[Start EXERCISE MATERIALS]
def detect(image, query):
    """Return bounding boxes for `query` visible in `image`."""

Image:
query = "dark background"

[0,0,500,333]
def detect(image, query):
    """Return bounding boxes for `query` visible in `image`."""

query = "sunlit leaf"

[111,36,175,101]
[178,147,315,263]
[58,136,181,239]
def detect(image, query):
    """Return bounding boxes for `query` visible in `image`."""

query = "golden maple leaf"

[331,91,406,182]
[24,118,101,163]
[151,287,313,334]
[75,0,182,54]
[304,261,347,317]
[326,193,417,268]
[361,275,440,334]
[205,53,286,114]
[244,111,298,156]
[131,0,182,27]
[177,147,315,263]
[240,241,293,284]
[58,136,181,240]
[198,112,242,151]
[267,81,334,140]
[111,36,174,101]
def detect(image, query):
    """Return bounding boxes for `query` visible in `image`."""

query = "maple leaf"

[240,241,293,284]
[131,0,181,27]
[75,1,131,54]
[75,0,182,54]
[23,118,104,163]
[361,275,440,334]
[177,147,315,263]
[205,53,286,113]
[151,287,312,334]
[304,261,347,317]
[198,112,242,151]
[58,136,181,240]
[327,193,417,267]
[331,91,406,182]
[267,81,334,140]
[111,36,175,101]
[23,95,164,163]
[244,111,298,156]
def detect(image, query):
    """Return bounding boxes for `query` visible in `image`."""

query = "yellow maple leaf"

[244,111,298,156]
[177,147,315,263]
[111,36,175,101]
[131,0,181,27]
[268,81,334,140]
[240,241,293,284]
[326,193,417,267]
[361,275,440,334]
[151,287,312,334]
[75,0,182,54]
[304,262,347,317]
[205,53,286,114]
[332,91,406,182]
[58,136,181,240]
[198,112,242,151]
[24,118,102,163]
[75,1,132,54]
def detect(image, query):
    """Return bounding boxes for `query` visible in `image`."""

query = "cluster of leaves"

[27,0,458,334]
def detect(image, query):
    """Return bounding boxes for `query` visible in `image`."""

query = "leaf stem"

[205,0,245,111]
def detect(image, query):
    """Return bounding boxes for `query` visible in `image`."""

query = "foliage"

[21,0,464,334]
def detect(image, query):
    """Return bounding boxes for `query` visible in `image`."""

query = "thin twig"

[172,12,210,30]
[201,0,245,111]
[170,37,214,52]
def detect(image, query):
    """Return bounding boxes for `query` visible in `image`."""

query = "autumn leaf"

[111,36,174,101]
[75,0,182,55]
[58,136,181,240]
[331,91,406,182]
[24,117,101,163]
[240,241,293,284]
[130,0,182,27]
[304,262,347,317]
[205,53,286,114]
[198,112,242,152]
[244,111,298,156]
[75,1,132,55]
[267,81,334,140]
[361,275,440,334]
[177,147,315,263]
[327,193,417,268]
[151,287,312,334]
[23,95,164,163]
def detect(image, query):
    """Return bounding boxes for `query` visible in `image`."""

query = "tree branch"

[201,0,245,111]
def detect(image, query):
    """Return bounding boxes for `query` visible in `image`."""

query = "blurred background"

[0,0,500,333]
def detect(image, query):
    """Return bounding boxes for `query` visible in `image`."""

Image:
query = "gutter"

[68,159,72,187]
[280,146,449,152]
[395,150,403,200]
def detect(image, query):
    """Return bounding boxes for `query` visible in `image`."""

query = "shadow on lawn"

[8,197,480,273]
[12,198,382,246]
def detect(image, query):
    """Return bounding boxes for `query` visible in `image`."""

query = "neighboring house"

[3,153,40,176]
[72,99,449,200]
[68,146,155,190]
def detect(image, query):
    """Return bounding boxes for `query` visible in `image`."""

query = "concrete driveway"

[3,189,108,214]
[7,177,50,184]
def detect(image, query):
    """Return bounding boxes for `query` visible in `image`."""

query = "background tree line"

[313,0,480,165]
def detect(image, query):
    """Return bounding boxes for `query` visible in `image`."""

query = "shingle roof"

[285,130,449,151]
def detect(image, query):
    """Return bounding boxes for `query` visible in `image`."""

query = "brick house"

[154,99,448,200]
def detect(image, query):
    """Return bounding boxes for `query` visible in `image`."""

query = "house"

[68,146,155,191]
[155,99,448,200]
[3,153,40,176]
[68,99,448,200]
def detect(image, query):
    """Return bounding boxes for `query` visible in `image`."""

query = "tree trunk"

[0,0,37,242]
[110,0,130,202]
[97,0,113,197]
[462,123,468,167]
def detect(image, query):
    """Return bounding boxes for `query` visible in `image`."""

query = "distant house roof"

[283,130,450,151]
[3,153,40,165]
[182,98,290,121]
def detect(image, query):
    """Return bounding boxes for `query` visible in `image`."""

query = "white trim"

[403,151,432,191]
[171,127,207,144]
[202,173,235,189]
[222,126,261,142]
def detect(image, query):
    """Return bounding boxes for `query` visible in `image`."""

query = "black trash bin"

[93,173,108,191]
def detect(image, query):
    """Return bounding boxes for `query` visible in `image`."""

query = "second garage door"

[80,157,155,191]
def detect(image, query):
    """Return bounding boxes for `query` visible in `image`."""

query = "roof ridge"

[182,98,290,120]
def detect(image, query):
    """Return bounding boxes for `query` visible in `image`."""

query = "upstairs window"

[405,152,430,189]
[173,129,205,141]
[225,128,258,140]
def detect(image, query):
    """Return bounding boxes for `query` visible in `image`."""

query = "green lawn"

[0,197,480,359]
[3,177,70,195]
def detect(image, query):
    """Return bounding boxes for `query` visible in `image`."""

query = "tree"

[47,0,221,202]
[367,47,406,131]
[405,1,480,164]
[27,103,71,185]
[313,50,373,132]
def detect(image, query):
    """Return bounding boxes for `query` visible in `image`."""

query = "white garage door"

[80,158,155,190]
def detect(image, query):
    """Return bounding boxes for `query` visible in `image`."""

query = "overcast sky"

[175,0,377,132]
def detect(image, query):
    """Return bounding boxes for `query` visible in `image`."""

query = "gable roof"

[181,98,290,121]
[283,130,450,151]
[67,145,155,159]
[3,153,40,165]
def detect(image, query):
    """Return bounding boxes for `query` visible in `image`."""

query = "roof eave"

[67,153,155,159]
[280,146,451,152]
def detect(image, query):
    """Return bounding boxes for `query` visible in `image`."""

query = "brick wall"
[End EXERCISE MATERIALS]
TASK BRIEF: Report every line of the records that contains the string "maple". Case counts.

RESULT OF THE EXERCISE:
query = "golden maple leaf"
query = "maple leaf"
query = "yellow maple leaf"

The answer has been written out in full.